▶ [FRAGMENTO SELECCIONADO]

○ ○ ○ ○ ○ ○ ○

El monacato cristiano es consus­tancial al cristianismo. No se debe al estilo de vida que Jesús adoptó: maestro ambulante con una comunidad de elegidos, enviados a predicar a las gentes (Mt. 10. 5-15).
       Pero sí está motivado por la naturaleza del cristianismo, que pre­senta la perfec­ción como ideal del creyente: "Sed perfecto como vuestro Padre celes­tial es perfecto" (Mt. 5.48). No tiene mucho que ver con la par­cial exége­sis de la frase dicha a María, dedicada a escuchar su palabra: "Ha elegido la mejor parte", en contraposición a los afanes de Marta: "Mucho te afanas... una sola cosa es necesaria" (Lc. 10. 40-43)

 
    2.1. Eremitas cristianos

    Las regiones desérticas del norte de Egipto se convirtieron pronto en lugar de retiro para quienes huían de las persecuciones, las romanas, las judías, las habituales contra las minorías en las ciudades helenísticas del Oriente.
    En otras regiones del Imperio romano comenzaron también pronto, no en exclusiva pero sí con preferencia, a agruparse personas que buscaban vivir en soledad (en virginidad, pobreza, oración) y admiraban a los que eran capaces de hacer esa "entrega mística" a Dios. Siria y Palestina, Asia y Capadocia, Anatolia y Persia tuvieron gentes en los desiertos desde el siglo II. Africa del Norte los conoció desde el III. Hispania, Galia, Italia los tuvo abundantes en el IV.

○ ○ ○ ○ ○ ○ ○

▶ [LÍNEAS PROPORCIONADAS]
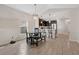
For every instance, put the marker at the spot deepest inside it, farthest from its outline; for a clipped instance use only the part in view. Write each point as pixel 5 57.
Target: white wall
pixel 10 22
pixel 74 25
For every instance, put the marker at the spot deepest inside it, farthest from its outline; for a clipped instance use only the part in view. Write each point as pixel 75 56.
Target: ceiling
pixel 42 8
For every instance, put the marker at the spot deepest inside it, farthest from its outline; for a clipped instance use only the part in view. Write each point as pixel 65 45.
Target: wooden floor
pixel 59 46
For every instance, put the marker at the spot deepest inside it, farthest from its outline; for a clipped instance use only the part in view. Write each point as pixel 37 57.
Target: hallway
pixel 59 46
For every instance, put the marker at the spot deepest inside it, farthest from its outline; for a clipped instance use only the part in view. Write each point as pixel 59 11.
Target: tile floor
pixel 59 46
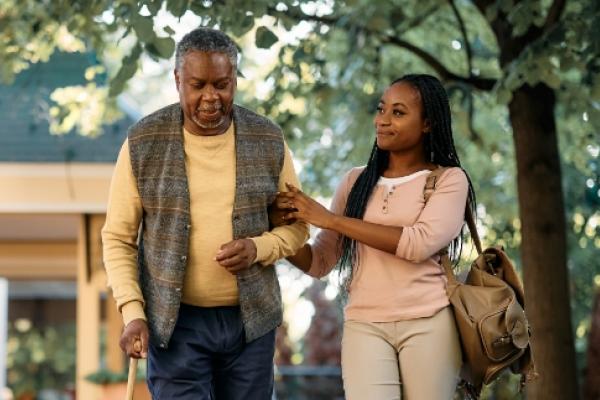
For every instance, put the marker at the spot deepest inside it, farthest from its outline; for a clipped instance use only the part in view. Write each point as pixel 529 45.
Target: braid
pixel 355 208
pixel 436 110
pixel 439 143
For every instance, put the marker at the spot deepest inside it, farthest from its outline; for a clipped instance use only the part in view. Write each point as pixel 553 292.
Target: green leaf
pixel 177 7
pixel 503 95
pixel 153 6
pixel 265 38
pixel 128 69
pixel 169 30
pixel 162 47
pixel 246 24
pixel 143 27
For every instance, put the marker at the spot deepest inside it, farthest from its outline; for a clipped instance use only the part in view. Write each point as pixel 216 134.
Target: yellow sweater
pixel 210 166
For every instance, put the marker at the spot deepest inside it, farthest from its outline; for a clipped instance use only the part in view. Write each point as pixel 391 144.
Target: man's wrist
pixel 331 221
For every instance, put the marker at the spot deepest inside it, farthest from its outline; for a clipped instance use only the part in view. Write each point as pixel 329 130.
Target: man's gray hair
pixel 206 40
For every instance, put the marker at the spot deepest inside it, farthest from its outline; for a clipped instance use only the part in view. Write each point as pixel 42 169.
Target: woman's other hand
pixel 306 209
pixel 279 209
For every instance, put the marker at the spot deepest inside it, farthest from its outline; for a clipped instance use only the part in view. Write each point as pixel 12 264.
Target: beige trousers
pixel 417 359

○ ○ ○ ○ ○ ○ ○

▶ [TAREAS PROPUESTAS]
#1 En el fragmento sobre el monacato cristiano, ¿desde qué siglo hubo gentes en los desiertos de Siria y Palestina?
#2 Prosigue el fragmento sobre el monacato cristiano a partir de su última oración.

▶ [RESPUESTAS POR TAREA]
#1 Desde el siglo II.

#2
   Las persecuciones romanas, desde Nerón en el año 66 hasta la última de Juliano el Apóstata en los años 361 a 366, fueron un estímulo para ello. Pero hubo otros motores que explican este fenómeno. Muchos cristianos, perseguidos o amenazados, se refugiaron en zonas apartadas y formaron grupos de eremitas. La mayor parte vivió como anacoretas (solitarios) o eremi­tas (habitantes de los desiertos). La necesidad de apoyo y protección impulso el que terminaran agrupados en "cenobios" o grupos de vida común.
   Pronto se mezcló la reclusión personal del individuo en busca de la sole­dad y el común ejercicio de la oración y de la liturgia. En el contexto social y espiritual del momento eran hechos ordinarios.
   Los primitivos eremitas vivían alejados; luego se concentraron en lugares próximos, en celdas separadas llamadas lauras, pero con acceso al oratorio cercano en el que rezaban con más o menos frecuencia. Los eremos se fueron convir­tiendo en conobios (en griego "koinosbios", vida común). Y se impuso pronto la autoridad de un solo superior, un abad (abbas) o archimandrita.
   En algunos lugares aparecieron formas originales como los estilistas, que pasaban la mayor parte del tiempo subidos a columnas simbolizando su separación del mundo y atrayendo a gente para oír y admirar sus enseñanzas. El más famoso y predicador de ellos fue Simón Estilita. Y nacieron también los enclaustrados, que se encerraban en habitáculos o cuevas y recibían alimentos desde fuera.
   Eran formas penitenciales que servían para llamar la atención de las gentes que acudían con limosnas, que aprendían oraciones y en parte imitaban sus virtudes
   San Antonio (256-301) es considerado como el fundador de la forma de vida cenobítica por haber dado normas de vida a los imitadores que quisieron vivir cerca de él. Se estableció en Alejandría, y la fama de su santidad, al igual que su serenidad y su sabiduría, atrajo a sus discípulos. Muchos de ellos le acompañaron cuando se retiró al desierto.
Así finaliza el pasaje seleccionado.